Everything from the line holding "heater** -> masks, every instance" through the last line below is needed; please reproduce those lines exactly, adding nothing.

▶ **DATA PROVIDED**
= Beginning of Section =

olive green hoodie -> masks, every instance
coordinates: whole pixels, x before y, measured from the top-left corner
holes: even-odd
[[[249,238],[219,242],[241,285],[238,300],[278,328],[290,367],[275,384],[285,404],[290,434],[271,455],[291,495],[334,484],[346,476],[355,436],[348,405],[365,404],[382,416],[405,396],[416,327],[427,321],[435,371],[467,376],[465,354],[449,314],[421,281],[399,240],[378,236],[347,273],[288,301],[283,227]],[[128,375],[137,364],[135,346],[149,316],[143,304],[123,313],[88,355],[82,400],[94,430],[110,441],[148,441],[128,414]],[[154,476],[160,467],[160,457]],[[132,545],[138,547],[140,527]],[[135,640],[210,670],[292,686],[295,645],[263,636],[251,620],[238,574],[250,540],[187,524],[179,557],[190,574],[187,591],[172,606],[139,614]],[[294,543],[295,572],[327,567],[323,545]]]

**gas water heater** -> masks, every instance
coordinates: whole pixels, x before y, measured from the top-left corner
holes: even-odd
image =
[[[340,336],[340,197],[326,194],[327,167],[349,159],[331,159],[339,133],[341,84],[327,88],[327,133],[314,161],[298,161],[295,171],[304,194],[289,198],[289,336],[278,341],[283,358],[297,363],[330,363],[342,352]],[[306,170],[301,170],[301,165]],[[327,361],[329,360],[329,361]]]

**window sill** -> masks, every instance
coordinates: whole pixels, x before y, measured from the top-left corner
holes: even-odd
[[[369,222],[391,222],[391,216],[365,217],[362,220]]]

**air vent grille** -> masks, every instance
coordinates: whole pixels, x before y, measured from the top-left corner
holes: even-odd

= End of Section =

▶ **EXPECTED ANSWER**
**gas water heater** -> masks, every instance
coordinates: whole pixels, x before y, measured from the top-left corner
holes: even-odd
image =
[[[340,336],[340,197],[326,194],[327,167],[349,159],[331,159],[339,133],[341,84],[327,88],[327,133],[314,161],[298,161],[295,171],[304,194],[289,198],[289,336],[278,341],[283,358],[297,363],[330,363],[342,352]],[[306,170],[301,170],[301,165]],[[327,361],[329,360],[329,361]]]

**window sill** -> masks, every instance
coordinates: whole pixels, x before y, measured from the top-left corner
holes: even-odd
[[[369,222],[391,222],[391,216],[365,217],[362,220]]]

**air vent grille** -> masks, every instance
coordinates: whole pixels, x before y, measured from the top-left corner
holes: even-odd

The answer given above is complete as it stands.